## Material provided

....................

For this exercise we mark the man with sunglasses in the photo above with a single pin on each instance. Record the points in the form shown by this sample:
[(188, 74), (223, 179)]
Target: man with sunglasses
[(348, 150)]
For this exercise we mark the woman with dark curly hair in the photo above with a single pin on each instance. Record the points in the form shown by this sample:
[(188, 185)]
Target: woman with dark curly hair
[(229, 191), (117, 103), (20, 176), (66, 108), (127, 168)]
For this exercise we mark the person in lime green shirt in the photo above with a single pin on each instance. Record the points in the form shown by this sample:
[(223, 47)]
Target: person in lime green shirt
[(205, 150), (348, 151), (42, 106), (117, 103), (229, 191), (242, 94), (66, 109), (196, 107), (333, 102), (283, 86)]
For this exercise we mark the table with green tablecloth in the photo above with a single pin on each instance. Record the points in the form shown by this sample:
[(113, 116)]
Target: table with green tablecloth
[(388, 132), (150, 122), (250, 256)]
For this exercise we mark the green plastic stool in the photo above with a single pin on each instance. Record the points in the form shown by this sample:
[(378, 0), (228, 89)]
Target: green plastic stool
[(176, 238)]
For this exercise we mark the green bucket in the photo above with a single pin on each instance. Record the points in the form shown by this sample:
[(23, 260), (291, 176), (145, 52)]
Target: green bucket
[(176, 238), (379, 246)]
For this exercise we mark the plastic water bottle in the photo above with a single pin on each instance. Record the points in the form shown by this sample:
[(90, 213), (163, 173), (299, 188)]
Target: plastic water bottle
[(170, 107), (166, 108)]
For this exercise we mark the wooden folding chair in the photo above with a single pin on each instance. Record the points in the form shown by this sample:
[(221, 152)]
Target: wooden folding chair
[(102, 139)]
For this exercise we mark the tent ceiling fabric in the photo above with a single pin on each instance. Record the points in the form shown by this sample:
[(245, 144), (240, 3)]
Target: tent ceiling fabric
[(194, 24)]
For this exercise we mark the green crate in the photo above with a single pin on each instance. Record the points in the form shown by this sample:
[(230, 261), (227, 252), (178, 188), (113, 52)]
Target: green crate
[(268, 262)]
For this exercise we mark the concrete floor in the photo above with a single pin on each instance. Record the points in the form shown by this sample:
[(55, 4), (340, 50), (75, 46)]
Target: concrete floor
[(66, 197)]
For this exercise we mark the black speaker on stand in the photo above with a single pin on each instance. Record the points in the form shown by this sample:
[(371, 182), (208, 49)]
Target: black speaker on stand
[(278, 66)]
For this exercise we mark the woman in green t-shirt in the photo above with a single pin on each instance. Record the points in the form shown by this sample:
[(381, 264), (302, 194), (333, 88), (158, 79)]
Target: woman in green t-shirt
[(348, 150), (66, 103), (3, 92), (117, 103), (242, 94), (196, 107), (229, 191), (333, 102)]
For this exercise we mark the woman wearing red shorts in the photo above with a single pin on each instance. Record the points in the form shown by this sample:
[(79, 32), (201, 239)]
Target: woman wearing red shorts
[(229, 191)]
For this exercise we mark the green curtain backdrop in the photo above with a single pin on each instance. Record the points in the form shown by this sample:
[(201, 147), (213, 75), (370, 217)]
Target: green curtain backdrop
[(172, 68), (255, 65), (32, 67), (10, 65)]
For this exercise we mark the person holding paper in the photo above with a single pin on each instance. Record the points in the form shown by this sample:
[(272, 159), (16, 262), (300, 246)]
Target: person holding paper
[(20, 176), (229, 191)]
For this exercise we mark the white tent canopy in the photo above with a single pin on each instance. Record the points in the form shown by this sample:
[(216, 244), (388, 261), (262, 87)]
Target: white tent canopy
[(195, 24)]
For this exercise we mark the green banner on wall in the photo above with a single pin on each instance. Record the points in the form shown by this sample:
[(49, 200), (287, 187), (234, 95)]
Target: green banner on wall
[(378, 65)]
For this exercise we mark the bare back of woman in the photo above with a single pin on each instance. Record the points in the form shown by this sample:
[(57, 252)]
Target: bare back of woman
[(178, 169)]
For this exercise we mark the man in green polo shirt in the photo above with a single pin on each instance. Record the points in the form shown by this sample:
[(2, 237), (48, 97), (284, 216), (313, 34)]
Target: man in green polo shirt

....................

## How to complete this task
Exactly reproduce all of the entries.

## Result
For this exercise we mark the man with sunglasses in the photo above with a single pin on each instance. Record the points in the form shown by this sample:
[(188, 74), (223, 179)]
Target: man with sunglasses
[(348, 150)]
For this exercise we mark the woman with dark curly hair in the photo above with a single pin on each instance. Record the points in the form shown by this sample:
[(188, 185)]
Target: woman with dark curly hair
[(229, 191), (117, 103), (20, 176), (66, 108), (127, 168)]
For this exercise we mark the person in lime green shirt in the photo above with a single pin on each instance. Record the points in the form shown by this sample:
[(223, 47)]
Target: person in lime green shirt
[(205, 150), (348, 151), (42, 106), (117, 103), (229, 191), (242, 94), (66, 109), (196, 107), (333, 102), (283, 86)]
For this exercise we mark the table with green tablecloth in the photo above with a single pin on each instance. Record the points in the form shown by this sample:
[(113, 116)]
Target: table with green tablecloth
[(388, 132), (150, 122), (250, 256)]
For this exercise we mark the green plastic stool in the photo above with a single pin on each instance. Record the points in the form shown by this sample:
[(378, 0), (228, 89)]
Target: green plastic stool
[(176, 238)]
For this exercise we mark the green bucket in the photo above with a single pin on each instance. Record the points in the form shown by this sample:
[(23, 260), (291, 176), (145, 52)]
Target: green bucket
[(176, 238), (379, 246)]
For this exercise we mark the plastic water bottle in the photo above with a single pin on each instance. Record the points in the form shown by this sample:
[(90, 213), (163, 173), (299, 188)]
Target: plastic water bottle
[(170, 107), (166, 108)]
For this exercise we mark the wooden folding chair in the photo above with a single pin on each instance. Record the points in the form shown by this sample:
[(221, 152)]
Target: wooden folding chair
[(102, 139)]
For this exercise we mark the tent ceiling fabric in the photo above with a single pin on each instance. Record the points in the form shown by this sample:
[(245, 144), (240, 3)]
Target: tent ceiling fabric
[(194, 24)]
For this exercise we mark the green crate in the photo above with a single pin on each instance. Record the points in the form shown by this sample:
[(230, 261), (227, 252), (178, 188), (113, 52)]
Target: green crate
[(268, 262)]
For this exercise we mark the concrete floor in the photo above with a single pin on each instance. Record the points in the form shown by this sample:
[(55, 4), (340, 50), (75, 46)]
Target: concrete floor
[(66, 197)]
For this exercise we mark the black speaker on stand in the photo above with a single pin on each instance. Record the points in the form shown by this sample:
[(371, 182), (208, 49)]
Target: black speaker on stand
[(278, 66)]
For this exercise we mark the woman in green t-shirt in the photo above with a single pin on each instance. Record the points in the form shown by this sample:
[(381, 264), (302, 194), (333, 88), (158, 79)]
Target: woman in green t-shirt
[(348, 150), (66, 103), (3, 92), (117, 103), (242, 94), (196, 107), (229, 191), (333, 102)]
For this exercise we mark the woman wearing red shorts in the photo above with a single pin on each instance. Record the points in the form shown by this sample:
[(79, 32), (201, 239)]
Target: woman wearing red shorts
[(229, 191)]
For this exercise we mark the green curtain backdrop in the photo above with a single pin on each instance. Record the points in the form shown by this sample:
[(201, 147), (213, 75), (370, 217)]
Target: green curtain backdrop
[(172, 68), (255, 65), (32, 67), (10, 65)]
For this exercise we mark the person holding paper in the photo above with a single pin on each instance. Record the points in the form shown by this sample:
[(272, 159), (16, 262), (300, 246)]
Target: person holding paper
[(20, 176), (229, 191)]
For this exercise we mark the white tent canopy in the photo above with a single pin on each instance. Record the points in the form shown by this sample:
[(216, 244), (388, 261), (262, 87)]
Target: white tent canopy
[(195, 24)]
For this exercise we mark the green banner on wall in the photo above with a single pin on each instance. Record the points in the form shown by this sample:
[(49, 200), (287, 187), (234, 95)]
Target: green banner on wall
[(378, 65)]
For this exercise we mark the bare back of woman in the photo above with a single pin on each instance. Record the points in the form shown by this sample:
[(57, 252)]
Target: bare back of woman
[(178, 169)]
For this exercise we mark the man in green polo shirt in the photo above with a single pin on each instance. Record the points in the form shown by this sample:
[(2, 237), (48, 97), (284, 216), (313, 34)]
Target: man in green polo shirt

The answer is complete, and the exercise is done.